• _Goal_: Please pick out each line of the records below that contains the word "hand", and copy those lines.

*****

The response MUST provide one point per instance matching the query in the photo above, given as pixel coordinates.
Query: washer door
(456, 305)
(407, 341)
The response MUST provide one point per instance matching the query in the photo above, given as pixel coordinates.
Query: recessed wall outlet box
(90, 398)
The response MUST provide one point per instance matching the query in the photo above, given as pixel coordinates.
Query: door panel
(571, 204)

*****

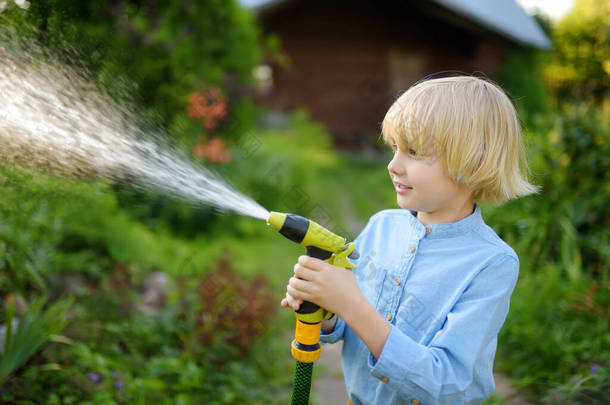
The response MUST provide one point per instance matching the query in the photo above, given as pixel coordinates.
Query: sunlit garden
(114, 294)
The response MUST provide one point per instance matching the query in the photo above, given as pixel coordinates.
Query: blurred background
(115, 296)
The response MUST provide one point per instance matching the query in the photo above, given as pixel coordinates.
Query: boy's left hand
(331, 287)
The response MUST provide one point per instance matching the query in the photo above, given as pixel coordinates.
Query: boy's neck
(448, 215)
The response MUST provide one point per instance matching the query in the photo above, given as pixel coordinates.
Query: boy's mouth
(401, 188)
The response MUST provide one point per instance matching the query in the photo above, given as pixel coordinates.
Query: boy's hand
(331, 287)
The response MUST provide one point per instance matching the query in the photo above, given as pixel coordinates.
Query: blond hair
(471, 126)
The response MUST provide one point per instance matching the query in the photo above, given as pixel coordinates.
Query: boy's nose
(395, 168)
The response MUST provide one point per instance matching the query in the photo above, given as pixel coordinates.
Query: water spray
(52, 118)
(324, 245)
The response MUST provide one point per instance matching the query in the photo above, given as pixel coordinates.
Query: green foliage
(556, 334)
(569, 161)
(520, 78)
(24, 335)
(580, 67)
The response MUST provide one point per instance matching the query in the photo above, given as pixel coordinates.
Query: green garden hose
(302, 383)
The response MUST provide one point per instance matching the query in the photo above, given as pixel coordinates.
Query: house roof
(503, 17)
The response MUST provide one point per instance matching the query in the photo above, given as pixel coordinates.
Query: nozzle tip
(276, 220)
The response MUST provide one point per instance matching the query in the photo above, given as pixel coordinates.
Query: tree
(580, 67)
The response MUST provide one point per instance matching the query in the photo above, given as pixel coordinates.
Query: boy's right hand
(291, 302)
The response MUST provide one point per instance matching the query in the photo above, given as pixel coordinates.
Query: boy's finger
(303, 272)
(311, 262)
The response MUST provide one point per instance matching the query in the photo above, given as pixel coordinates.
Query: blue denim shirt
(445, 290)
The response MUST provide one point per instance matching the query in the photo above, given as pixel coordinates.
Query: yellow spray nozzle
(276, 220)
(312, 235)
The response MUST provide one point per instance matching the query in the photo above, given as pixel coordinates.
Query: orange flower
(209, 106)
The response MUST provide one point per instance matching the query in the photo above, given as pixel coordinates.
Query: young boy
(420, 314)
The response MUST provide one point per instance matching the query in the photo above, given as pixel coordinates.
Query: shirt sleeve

*****

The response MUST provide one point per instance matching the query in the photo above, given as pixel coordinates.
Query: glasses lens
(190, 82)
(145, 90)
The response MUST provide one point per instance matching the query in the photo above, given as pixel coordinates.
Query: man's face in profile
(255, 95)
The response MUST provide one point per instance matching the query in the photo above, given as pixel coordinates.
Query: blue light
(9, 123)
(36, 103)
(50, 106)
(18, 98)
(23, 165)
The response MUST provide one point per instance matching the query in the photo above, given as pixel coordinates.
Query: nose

*****

• _Output of the task_:
Query: boy's left hand
Query: boy's hand
Query: boy's right hand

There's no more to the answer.